Document passage
▬▬▬▬▬▬
Data Model
What is a Data Model?¶
A Data Model is a description of an existing collection of metadata, or a specification of data that is to be collected. Data Models which contain existing data are known as a Data Asset, while models which contain templates for data collection are known as a Data Standard. Both are called models as they are effectively representations of the data that they describe.
How are Data Models used?¶
Data Models make the connection between the names of columns, fields or variables and our understanding of how the corresponding data is acquired, managed and interpreted. Mauro Data Mapper acts as a directory for these Data Models and allows us to create, search and share these data descriptions.
Within each Data Model lies several Data Classes which are groups of data that are related in some way. Data Classes contain Data Elements which are the descriptions of an individual field or variable.
For example, a webform where patients enter their details would be a Data Model. The 'Personal details' and 'Contact details' sections within the webform would each be a Data Class. While the individual entries such as 'First Name', 'Last Name', 'Date of Birth' etc, would each be a Data Element.
The 'Correspondence Address' section is within the 'Contact details' section and would therefore be a Nested Data Class.
▬▬▬▬▬▬
What you should do
Render this sentence from the data model page in Spanish: "Data Classes contain Data Elements which are the descriptions of an individual field or variable."
▬▬▬▬▬▬
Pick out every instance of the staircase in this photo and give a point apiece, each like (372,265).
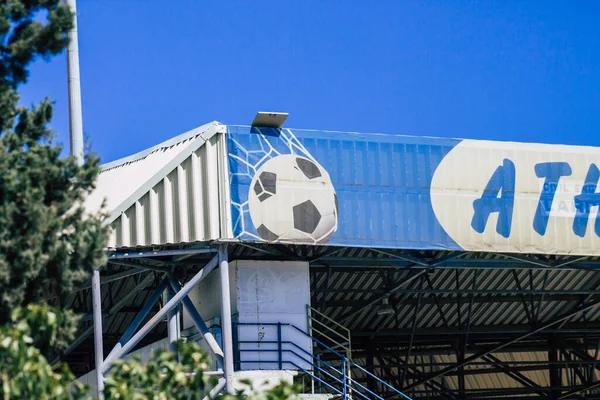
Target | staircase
(322,357)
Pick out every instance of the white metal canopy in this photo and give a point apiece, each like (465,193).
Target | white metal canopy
(174,192)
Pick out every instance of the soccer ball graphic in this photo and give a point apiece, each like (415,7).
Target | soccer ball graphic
(292,199)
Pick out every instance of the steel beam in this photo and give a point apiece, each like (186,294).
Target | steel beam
(137,321)
(127,347)
(158,253)
(514,374)
(199,323)
(98,346)
(226,325)
(504,344)
(173,322)
(377,299)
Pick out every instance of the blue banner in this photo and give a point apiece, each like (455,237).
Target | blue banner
(392,191)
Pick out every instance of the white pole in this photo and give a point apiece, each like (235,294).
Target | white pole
(75,118)
(226,329)
(98,346)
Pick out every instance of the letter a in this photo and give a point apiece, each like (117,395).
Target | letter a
(585,201)
(552,172)
(503,183)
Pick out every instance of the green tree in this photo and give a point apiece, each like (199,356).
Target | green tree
(26,374)
(47,243)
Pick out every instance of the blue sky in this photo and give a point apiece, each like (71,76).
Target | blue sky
(501,70)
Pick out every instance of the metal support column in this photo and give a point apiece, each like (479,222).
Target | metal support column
(554,369)
(199,323)
(98,346)
(173,322)
(226,325)
(160,315)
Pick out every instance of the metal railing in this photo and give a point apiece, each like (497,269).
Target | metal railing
(287,354)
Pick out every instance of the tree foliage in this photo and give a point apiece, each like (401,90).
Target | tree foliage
(47,242)
(26,374)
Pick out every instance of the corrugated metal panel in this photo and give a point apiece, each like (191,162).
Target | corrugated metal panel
(175,192)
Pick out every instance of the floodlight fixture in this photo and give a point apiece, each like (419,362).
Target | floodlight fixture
(269,119)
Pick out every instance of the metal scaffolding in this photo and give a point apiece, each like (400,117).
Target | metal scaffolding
(465,325)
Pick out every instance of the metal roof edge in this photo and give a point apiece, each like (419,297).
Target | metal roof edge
(211,129)
(167,143)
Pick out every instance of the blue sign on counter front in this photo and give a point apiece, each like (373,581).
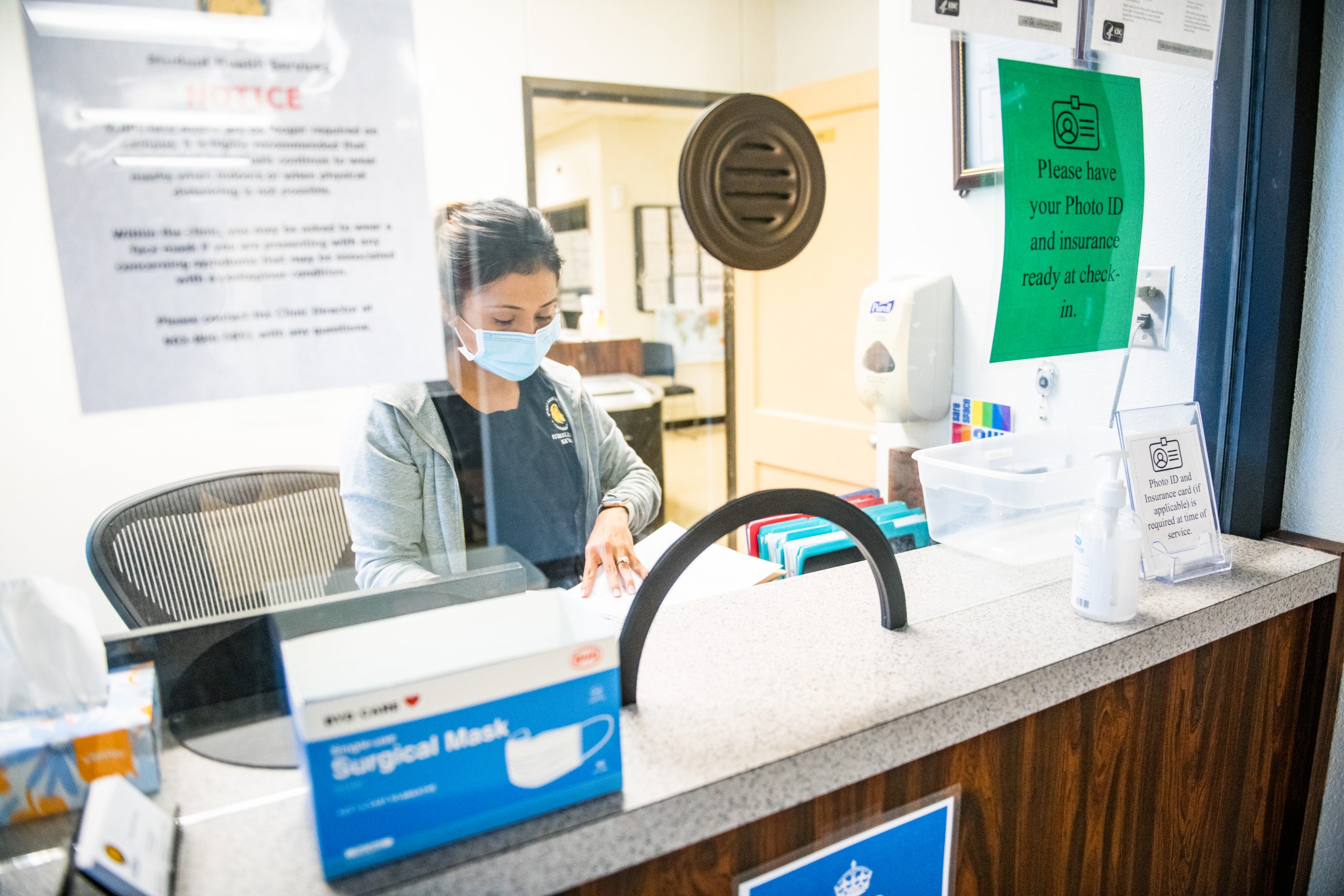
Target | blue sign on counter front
(908,855)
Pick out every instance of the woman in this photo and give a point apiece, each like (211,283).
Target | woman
(511,450)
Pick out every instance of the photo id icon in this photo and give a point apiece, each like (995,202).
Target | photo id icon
(1164,455)
(1076,124)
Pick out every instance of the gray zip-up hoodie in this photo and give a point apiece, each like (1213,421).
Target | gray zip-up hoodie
(401,493)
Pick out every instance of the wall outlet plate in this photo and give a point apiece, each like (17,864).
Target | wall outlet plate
(1153,296)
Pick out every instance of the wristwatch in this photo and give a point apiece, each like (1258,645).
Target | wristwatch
(627,505)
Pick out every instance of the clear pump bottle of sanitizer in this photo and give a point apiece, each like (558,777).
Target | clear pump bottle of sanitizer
(1107,553)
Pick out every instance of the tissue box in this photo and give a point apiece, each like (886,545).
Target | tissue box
(429,727)
(46,765)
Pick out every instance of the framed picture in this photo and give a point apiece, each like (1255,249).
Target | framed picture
(978,144)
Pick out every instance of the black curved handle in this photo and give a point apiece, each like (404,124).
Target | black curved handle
(857,524)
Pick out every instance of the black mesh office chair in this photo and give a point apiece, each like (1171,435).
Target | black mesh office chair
(224,543)
(660,362)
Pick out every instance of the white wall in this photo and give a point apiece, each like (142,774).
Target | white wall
(924,226)
(822,39)
(1314,496)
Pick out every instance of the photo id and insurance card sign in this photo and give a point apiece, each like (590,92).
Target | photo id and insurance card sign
(1073,210)
(239,199)
(1172,496)
(908,853)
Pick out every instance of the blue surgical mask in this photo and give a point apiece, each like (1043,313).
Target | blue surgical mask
(515,356)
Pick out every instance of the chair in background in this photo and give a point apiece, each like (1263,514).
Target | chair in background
(224,543)
(660,367)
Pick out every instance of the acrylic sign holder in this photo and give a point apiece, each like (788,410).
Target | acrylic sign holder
(1211,553)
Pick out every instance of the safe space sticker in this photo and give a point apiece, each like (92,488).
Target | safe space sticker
(1073,210)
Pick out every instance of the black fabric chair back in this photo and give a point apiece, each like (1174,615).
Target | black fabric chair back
(224,543)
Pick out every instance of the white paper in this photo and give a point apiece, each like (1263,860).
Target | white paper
(1184,33)
(716,571)
(1043,20)
(984,109)
(125,841)
(244,217)
(1171,493)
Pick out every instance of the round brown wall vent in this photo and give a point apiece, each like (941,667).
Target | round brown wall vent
(752,182)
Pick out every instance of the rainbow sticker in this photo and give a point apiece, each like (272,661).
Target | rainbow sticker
(973,419)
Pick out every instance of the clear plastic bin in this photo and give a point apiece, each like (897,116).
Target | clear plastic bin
(1014,499)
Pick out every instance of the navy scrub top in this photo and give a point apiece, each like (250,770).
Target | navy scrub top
(519,476)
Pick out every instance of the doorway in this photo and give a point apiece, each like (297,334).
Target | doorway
(643,303)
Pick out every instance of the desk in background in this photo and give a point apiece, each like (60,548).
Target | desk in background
(597,356)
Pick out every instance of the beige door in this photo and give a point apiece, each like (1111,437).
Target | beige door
(799,419)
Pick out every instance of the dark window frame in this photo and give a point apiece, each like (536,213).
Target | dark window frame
(1263,154)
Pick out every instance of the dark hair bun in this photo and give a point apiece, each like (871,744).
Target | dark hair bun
(486,241)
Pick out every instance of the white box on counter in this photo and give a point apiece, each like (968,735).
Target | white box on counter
(429,727)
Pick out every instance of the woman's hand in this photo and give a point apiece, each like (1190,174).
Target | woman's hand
(612,546)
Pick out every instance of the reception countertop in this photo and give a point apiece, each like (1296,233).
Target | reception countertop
(760,700)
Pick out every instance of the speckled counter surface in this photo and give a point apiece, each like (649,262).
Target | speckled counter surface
(764,699)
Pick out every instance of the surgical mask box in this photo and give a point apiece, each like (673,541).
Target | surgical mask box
(424,729)
(46,765)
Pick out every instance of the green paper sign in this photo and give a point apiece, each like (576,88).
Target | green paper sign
(1073,210)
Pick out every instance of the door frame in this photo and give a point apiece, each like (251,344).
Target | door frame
(603,92)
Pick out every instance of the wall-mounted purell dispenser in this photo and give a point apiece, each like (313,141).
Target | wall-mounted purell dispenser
(902,349)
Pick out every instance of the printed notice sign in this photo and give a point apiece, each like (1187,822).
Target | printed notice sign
(1180,31)
(1171,492)
(238,198)
(1042,20)
(1073,210)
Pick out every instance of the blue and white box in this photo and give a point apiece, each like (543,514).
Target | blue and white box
(429,727)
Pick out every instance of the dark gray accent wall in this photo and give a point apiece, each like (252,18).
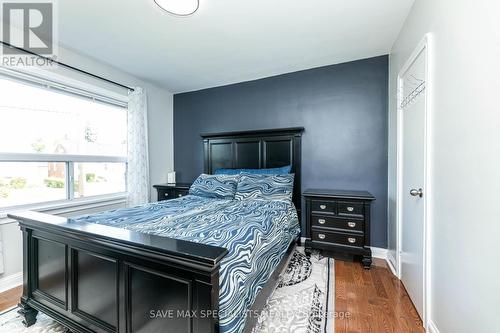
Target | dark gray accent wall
(342,107)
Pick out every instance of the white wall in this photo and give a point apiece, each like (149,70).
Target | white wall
(465,150)
(160,123)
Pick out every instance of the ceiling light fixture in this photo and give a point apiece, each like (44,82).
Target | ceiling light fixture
(178,7)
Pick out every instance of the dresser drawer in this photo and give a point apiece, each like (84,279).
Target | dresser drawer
(338,238)
(350,208)
(337,223)
(324,206)
(166,194)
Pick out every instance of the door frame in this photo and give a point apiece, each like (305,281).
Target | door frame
(423,46)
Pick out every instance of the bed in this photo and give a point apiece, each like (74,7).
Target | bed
(186,265)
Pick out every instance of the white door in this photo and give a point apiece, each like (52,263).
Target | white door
(412,161)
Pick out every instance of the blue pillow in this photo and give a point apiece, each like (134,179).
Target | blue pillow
(272,171)
(215,186)
(265,187)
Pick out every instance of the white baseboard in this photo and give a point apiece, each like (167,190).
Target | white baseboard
(431,327)
(11,281)
(391,262)
(381,253)
(378,252)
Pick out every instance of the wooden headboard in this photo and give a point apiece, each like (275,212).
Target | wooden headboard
(258,149)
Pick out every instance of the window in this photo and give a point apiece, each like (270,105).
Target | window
(57,145)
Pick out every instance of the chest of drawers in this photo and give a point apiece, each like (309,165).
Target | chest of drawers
(339,221)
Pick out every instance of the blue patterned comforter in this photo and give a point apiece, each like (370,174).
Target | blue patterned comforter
(255,232)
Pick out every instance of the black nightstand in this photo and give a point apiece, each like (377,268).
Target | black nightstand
(339,221)
(172,191)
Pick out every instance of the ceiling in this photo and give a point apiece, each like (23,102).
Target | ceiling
(228,41)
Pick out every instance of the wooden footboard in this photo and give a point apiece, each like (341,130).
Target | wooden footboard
(95,278)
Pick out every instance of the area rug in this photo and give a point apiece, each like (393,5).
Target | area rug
(301,302)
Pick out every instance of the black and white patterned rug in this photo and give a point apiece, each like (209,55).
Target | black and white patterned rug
(303,300)
(301,303)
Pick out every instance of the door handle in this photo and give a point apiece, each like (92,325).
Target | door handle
(417,193)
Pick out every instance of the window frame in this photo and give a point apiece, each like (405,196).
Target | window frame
(78,89)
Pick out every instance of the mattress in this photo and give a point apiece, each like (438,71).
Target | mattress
(256,234)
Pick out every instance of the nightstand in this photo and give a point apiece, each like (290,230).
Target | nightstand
(172,191)
(338,221)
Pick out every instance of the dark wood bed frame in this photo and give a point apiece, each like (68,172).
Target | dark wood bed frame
(96,278)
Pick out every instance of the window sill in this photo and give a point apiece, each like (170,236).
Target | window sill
(66,207)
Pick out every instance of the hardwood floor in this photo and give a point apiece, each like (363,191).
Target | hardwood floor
(372,300)
(10,298)
(366,300)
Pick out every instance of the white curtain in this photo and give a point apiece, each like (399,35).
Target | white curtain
(138,159)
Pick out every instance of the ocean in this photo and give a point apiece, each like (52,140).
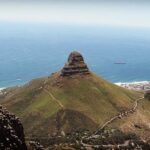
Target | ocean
(30,51)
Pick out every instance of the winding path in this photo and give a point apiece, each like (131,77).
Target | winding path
(54,99)
(111,120)
(121,115)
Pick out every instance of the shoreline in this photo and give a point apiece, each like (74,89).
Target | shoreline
(133,85)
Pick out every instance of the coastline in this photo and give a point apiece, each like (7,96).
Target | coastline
(135,85)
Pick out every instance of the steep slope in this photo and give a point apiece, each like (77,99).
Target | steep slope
(71,99)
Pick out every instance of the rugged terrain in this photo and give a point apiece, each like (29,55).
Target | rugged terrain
(73,99)
(11,131)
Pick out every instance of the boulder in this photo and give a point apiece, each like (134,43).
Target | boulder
(11,131)
(75,65)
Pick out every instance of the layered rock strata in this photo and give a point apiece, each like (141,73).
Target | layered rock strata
(75,65)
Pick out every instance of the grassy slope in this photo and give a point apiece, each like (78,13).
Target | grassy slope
(95,99)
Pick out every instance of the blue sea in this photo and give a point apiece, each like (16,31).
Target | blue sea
(30,51)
▬▬▬▬▬▬
Answer to this task
Las Data Classes contienen Data Elements, que son las descripciones de un campo o una variable individual.